== Dataset records ==
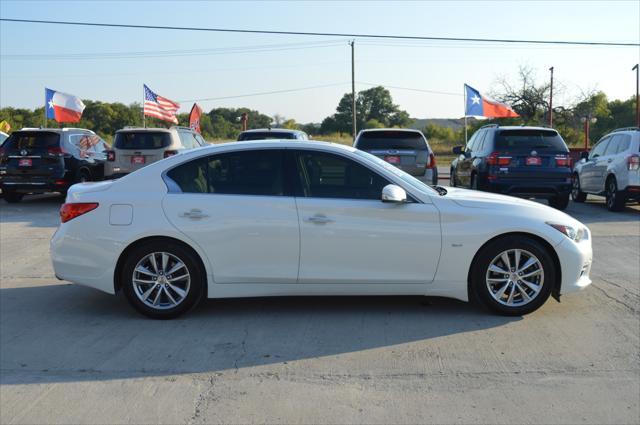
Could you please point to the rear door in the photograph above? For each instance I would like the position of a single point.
(33, 157)
(135, 149)
(406, 150)
(531, 155)
(235, 207)
(589, 176)
(349, 236)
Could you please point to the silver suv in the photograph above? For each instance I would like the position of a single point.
(405, 148)
(135, 147)
(612, 169)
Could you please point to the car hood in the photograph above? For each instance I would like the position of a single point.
(491, 201)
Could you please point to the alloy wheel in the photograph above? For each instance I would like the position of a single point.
(161, 280)
(515, 277)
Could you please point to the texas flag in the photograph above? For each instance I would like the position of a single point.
(481, 106)
(63, 107)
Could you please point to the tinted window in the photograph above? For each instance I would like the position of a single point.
(239, 173)
(142, 140)
(530, 140)
(325, 175)
(262, 135)
(372, 140)
(599, 149)
(32, 140)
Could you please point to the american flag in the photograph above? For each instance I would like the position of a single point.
(159, 107)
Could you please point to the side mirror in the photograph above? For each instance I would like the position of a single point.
(393, 193)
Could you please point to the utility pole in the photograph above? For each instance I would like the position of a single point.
(635, 68)
(353, 88)
(551, 100)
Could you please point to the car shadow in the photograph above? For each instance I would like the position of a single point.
(65, 333)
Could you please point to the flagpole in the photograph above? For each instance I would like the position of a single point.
(465, 114)
(144, 121)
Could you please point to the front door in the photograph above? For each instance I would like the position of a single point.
(348, 235)
(233, 205)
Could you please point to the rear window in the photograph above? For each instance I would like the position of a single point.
(530, 140)
(142, 140)
(262, 135)
(400, 140)
(32, 140)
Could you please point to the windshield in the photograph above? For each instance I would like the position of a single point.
(263, 135)
(407, 178)
(399, 140)
(32, 140)
(529, 140)
(142, 140)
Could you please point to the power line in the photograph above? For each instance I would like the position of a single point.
(172, 53)
(326, 34)
(264, 93)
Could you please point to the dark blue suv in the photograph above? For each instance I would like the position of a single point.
(530, 162)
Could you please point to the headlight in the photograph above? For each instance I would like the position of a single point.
(570, 232)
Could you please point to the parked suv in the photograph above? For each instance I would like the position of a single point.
(40, 160)
(272, 133)
(407, 149)
(612, 168)
(135, 147)
(531, 162)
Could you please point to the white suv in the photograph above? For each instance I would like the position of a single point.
(612, 169)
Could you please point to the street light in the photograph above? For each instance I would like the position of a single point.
(587, 119)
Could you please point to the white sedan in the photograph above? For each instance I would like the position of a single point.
(274, 218)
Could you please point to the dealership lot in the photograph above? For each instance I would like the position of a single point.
(69, 354)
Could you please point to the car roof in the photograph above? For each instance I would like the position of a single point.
(149, 129)
(55, 130)
(278, 130)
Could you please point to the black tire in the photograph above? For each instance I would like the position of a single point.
(489, 253)
(615, 198)
(560, 202)
(194, 291)
(12, 197)
(576, 193)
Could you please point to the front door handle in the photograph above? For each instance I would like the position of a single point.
(319, 219)
(194, 214)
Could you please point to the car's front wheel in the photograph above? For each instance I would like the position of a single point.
(162, 279)
(513, 275)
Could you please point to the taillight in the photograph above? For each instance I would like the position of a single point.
(563, 161)
(496, 159)
(56, 151)
(432, 161)
(71, 211)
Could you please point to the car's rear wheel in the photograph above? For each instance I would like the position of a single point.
(576, 190)
(560, 202)
(615, 198)
(162, 280)
(12, 197)
(513, 275)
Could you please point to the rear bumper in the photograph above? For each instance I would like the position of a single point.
(532, 188)
(35, 185)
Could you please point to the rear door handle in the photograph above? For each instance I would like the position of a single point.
(194, 214)
(319, 219)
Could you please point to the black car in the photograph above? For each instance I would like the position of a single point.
(530, 162)
(42, 160)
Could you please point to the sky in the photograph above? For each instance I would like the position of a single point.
(311, 73)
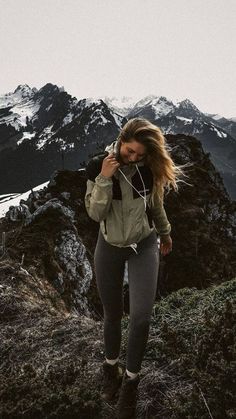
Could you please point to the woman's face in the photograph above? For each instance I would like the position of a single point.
(132, 152)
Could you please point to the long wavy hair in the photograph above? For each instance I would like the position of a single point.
(166, 174)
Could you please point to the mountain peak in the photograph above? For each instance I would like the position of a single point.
(187, 104)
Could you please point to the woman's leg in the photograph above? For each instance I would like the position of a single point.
(109, 270)
(143, 273)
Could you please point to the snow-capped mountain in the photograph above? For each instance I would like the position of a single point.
(48, 129)
(218, 137)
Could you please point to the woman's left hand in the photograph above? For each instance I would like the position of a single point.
(166, 244)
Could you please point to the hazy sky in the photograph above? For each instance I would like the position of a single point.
(176, 48)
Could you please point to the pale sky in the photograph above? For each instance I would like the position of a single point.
(176, 48)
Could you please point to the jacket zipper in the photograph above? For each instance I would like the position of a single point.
(105, 226)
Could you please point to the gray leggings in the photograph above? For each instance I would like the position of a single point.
(142, 273)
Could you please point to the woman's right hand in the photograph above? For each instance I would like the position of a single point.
(109, 166)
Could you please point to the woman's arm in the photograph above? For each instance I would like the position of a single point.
(159, 216)
(98, 197)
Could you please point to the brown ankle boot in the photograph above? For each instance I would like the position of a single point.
(126, 405)
(112, 379)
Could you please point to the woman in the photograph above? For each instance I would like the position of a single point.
(125, 191)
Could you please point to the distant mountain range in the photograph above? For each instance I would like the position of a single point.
(47, 129)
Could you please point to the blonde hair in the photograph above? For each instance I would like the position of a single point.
(166, 174)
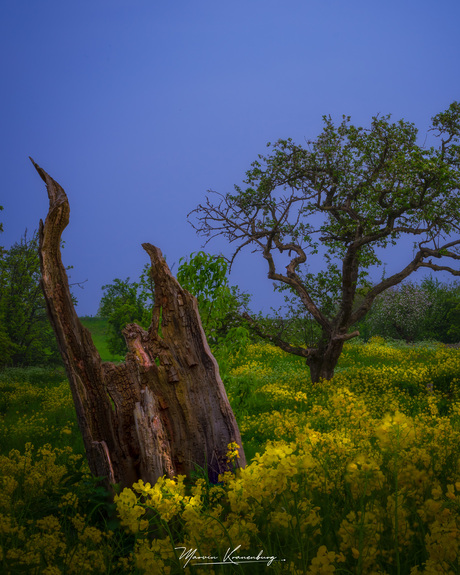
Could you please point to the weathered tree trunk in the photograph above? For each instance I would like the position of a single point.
(323, 360)
(162, 412)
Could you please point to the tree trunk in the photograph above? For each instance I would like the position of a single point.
(164, 411)
(323, 360)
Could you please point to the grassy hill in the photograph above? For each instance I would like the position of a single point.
(99, 328)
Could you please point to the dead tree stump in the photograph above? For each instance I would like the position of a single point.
(164, 411)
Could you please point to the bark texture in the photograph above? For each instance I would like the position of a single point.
(163, 411)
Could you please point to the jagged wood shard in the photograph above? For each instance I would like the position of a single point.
(163, 411)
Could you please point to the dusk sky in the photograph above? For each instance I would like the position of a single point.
(138, 107)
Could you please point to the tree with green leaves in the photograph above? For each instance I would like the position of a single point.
(343, 199)
(205, 276)
(126, 302)
(26, 336)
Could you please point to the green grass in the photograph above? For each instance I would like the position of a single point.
(98, 327)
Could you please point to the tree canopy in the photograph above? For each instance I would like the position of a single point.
(345, 196)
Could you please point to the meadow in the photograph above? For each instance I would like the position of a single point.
(358, 475)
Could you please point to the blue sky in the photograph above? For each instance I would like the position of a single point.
(138, 107)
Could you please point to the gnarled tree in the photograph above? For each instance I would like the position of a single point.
(163, 411)
(344, 197)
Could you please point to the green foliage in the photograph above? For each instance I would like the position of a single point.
(416, 312)
(126, 302)
(219, 304)
(336, 204)
(98, 326)
(26, 336)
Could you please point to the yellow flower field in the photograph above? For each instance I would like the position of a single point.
(357, 475)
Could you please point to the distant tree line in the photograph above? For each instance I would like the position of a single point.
(26, 336)
(411, 312)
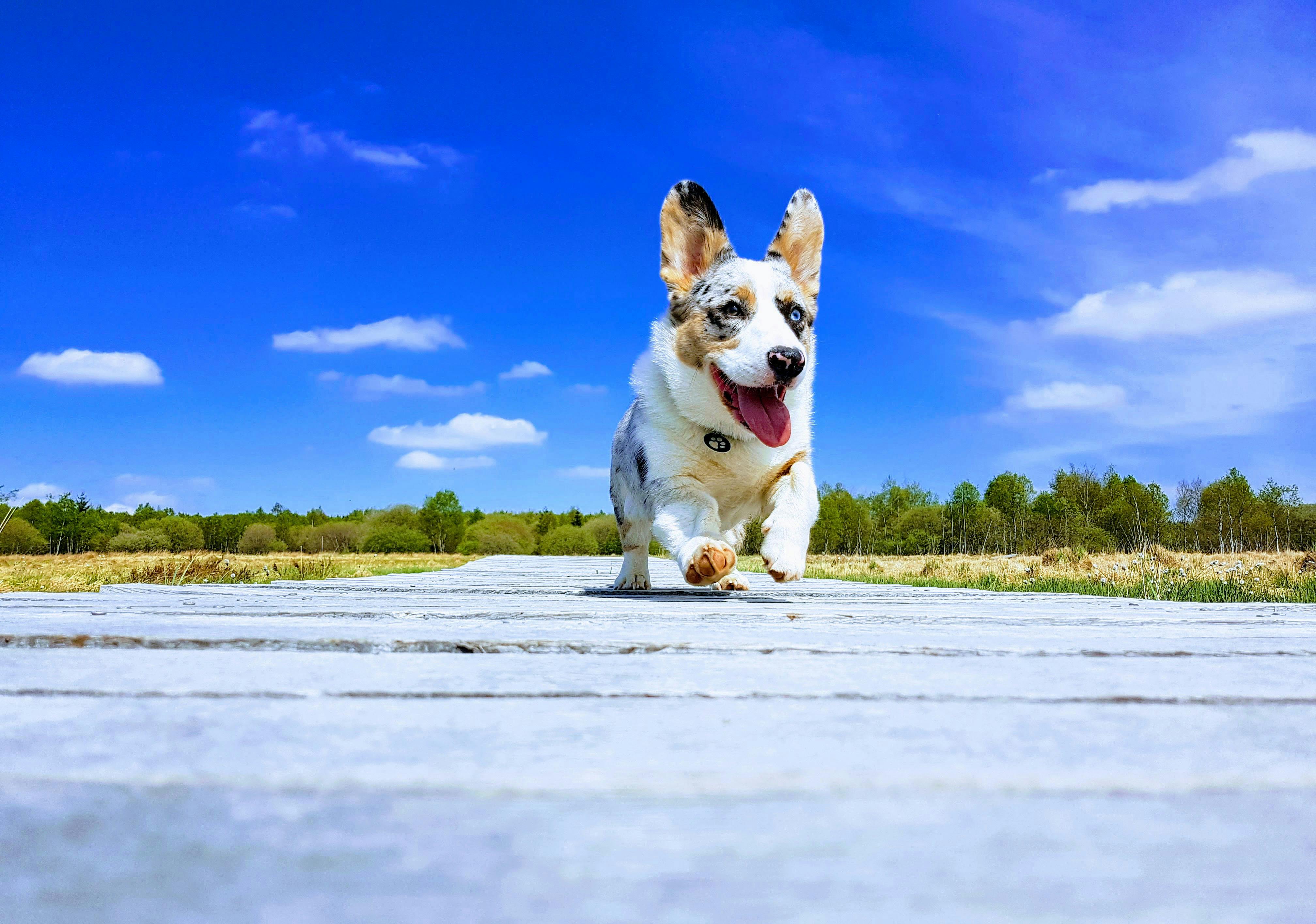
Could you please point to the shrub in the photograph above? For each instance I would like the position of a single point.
(337, 536)
(260, 539)
(183, 535)
(569, 542)
(604, 531)
(395, 539)
(398, 515)
(20, 537)
(140, 540)
(499, 535)
(753, 542)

== TASK TO COMPLETE ==
In the data above, find the line containing "Could you please point to the tree with"; from there, please write out each line through the end, exactly, with the pictures omitted.

== REPLY ==
Could you please point to the tree with green leaves in the photograph above? For each instance I would like the position of a single point.
(343, 199)
(205, 276)
(126, 302)
(26, 336)
Could you please point to the green grass in the photograph above? For each instance I would like the position of a single point.
(98, 327)
Could you please point to the tree canopy in the photograph above? For each instance I would like the position of a single point.
(345, 196)
Could you please point to the meadow in the photograph above? For each instance I would like the position of a single point.
(358, 475)
Could you please point to the blue sky in the photograph above? For each instance I would like the position of a single point.
(138, 107)
Could you please point to the gnarled tree in the photograph above? For each instance I would like the position of a single point.
(163, 411)
(344, 197)
Could you please point to the green foliage in the photograph above? For each instance I would like the position of a single point.
(416, 312)
(126, 302)
(219, 304)
(336, 204)
(98, 326)
(26, 336)
Could you please point to the yellow flower field in the photograph above? For each instance I would like the position of a single point.
(357, 475)
Could you please point to the distant tree line in the photograph above? For each instance I would like the position of a single point.
(26, 336)
(411, 312)
Could you please point to the shrub in the photograph above? For each instance I would like the position of a single point.
(337, 536)
(260, 539)
(183, 535)
(569, 542)
(604, 531)
(395, 539)
(398, 515)
(20, 537)
(140, 540)
(499, 535)
(753, 542)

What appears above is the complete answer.